What the task requires
Find the line containing "If you could place a marker on the orange", then return it and every line after it through the end of the records, exactly. Leave out pictures.

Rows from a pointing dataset

--------

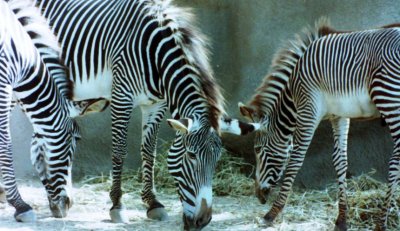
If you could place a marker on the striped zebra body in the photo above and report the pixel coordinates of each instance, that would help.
(147, 53)
(23, 72)
(340, 76)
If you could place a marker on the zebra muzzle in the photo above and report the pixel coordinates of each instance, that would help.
(262, 194)
(201, 220)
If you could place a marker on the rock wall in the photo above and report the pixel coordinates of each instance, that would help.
(244, 34)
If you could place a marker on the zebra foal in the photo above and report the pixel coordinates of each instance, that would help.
(325, 74)
(23, 72)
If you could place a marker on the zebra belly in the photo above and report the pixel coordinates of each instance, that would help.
(358, 105)
(93, 87)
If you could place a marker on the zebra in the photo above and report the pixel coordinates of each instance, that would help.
(148, 53)
(23, 73)
(324, 74)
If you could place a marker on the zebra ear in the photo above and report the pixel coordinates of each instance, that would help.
(182, 125)
(246, 111)
(237, 127)
(92, 105)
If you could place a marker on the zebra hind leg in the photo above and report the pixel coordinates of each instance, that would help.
(393, 180)
(120, 116)
(151, 118)
(340, 131)
(2, 194)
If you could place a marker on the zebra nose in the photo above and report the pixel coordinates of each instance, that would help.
(262, 194)
(204, 216)
(201, 220)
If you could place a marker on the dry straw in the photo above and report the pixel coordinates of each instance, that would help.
(365, 194)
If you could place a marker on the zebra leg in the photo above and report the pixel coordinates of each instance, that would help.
(120, 115)
(2, 194)
(24, 212)
(151, 118)
(305, 128)
(340, 131)
(388, 104)
(393, 180)
(38, 161)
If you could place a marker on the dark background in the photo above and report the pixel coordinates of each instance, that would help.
(244, 34)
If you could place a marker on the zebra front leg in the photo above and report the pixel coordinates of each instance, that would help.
(151, 118)
(24, 212)
(302, 137)
(340, 131)
(2, 194)
(120, 116)
(64, 203)
(393, 180)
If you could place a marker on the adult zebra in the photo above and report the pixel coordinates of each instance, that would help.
(325, 74)
(147, 53)
(23, 72)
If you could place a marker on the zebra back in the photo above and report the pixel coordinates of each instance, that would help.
(45, 42)
(285, 59)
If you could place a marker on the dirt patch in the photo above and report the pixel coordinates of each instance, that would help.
(91, 206)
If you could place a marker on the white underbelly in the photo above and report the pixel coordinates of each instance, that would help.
(358, 105)
(92, 87)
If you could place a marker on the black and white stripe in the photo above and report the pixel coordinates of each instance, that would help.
(23, 72)
(146, 53)
(340, 76)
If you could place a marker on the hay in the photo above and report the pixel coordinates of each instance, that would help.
(365, 195)
(228, 179)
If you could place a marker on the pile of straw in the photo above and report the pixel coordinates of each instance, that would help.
(365, 197)
(365, 194)
(228, 179)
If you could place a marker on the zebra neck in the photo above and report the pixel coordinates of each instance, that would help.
(283, 117)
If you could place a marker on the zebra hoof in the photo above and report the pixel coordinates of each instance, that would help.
(157, 214)
(119, 216)
(28, 216)
(60, 209)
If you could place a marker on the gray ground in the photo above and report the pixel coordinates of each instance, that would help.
(90, 212)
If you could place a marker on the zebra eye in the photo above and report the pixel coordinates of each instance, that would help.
(192, 155)
(257, 149)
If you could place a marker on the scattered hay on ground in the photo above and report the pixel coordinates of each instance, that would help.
(365, 194)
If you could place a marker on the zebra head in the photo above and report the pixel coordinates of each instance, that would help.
(51, 156)
(271, 148)
(192, 160)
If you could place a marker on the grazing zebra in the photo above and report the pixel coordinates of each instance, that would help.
(23, 72)
(147, 53)
(325, 74)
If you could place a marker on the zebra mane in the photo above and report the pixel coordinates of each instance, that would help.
(44, 40)
(283, 63)
(195, 47)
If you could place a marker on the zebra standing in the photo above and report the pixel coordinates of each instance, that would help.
(22, 72)
(147, 53)
(337, 77)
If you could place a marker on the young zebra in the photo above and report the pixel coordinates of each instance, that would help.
(337, 77)
(23, 73)
(147, 53)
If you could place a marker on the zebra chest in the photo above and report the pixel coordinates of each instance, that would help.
(358, 105)
(92, 87)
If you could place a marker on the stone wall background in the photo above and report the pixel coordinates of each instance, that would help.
(244, 35)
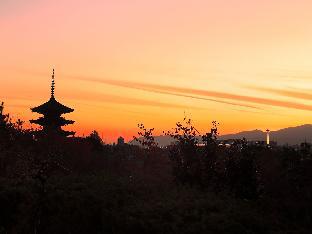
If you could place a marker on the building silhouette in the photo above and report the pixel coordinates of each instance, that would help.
(52, 120)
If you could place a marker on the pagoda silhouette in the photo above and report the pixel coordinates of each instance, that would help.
(52, 120)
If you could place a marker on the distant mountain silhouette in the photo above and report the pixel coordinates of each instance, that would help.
(291, 136)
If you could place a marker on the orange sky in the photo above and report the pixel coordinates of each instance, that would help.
(245, 63)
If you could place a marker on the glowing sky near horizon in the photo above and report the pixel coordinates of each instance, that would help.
(245, 63)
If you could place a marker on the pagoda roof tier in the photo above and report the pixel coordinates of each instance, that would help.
(59, 121)
(52, 106)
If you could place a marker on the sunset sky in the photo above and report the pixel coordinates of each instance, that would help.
(245, 63)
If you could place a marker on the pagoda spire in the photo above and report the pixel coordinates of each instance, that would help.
(52, 111)
(52, 85)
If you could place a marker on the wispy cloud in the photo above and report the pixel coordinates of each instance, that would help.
(199, 94)
(284, 92)
(159, 89)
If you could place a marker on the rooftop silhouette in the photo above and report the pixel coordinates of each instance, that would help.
(52, 121)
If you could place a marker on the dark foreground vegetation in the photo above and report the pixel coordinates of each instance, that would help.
(81, 185)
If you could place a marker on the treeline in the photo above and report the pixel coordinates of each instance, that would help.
(81, 185)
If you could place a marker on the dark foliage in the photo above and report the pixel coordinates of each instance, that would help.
(81, 185)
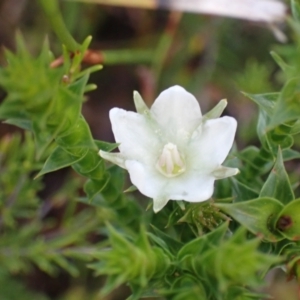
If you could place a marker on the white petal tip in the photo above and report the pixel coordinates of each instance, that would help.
(159, 204)
(224, 172)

--------

Finished answer
If you could place a marker on the orange sky in the photo above and report the pixel coordinates of each instance, that would help.
(245, 63)
If you could place a marker on the glowing sky near horizon in the photo above and report the pixel coordinates of each instance, that would help.
(245, 63)
If you could place a marker on the pagoda roof tier in the photo above and report the pixel coordinates of each instance, that would help.
(59, 121)
(52, 106)
If you could place a marker on the sunset sky in the photo above and report the pixel coordinates of each instance, that would help.
(245, 63)
If you could place a marker on the pagoda spire in the photo above and report the pixel coordinates of each instance, that would help.
(52, 111)
(52, 85)
If you could place a marker on the wispy cloud in the photo above and report the pixel coordinates of each instance, that would help.
(199, 94)
(284, 92)
(159, 89)
If you could place a marker on the rooftop silhouette in the photo above and report the pixel coordinates of each instance, that would help.
(52, 121)
If you could place a marker on the dark foreground vegetation in the photo above and report the pixel coordinates of each instance, that would help.
(81, 185)
If you could place a marker on the treeline in the photo above and report the pixel coordinates of each instance, that would help.
(81, 185)
If you could place a marker on the dark foliage in the photo above and report the pixel coordinates of each instance, that would help.
(81, 185)
If you could place a marker on the white petal tip in the photo above and report the pixel coordinates of each instance, that would help.
(159, 204)
(224, 172)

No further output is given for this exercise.